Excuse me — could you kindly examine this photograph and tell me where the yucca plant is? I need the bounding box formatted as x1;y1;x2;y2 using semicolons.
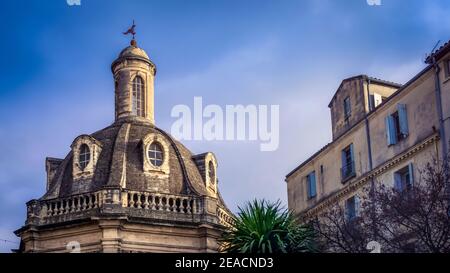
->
220;200;315;253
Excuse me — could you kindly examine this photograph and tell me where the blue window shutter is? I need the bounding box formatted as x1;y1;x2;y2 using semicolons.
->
394;173;402;191
397;104;409;136
355;195;361;216
408;163;414;186
341;151;347;168
385;115;397;146
306;174;311;198
350;143;355;162
311;172;317;197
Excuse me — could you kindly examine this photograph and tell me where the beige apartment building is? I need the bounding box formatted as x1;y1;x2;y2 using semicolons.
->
286;39;450;218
────────────────────────────────────────
== What is asked ==
Edit the rows above by replacing each "photograph" with "image" and keeping everything else unchanged. Leave the pictures out.

== Written solution ==
Excuse me — could you kindly examine this image and tell me where the yucca plant is? I need the bounding box formatted as x1;y1;x2;y2 using semicolons.
->
220;200;315;253
Excuse me — could you kindly examine this image and tell me where the blue window shutter is? I need the bounding box formatted as x1;y1;x2;y2 using semicolons.
->
394;173;402;191
397;104;409;136
355;195;361;216
408;163;414;186
341;151;347;168
385;115;397;146
306;174;311;198
350;143;355;162
311;172;317;197
Excuse me — could you kindly examine this image and tell me where the beige apartment building is? I need the bounding box formatted as x1;y1;x2;y2 using semicolons.
->
286;39;450;218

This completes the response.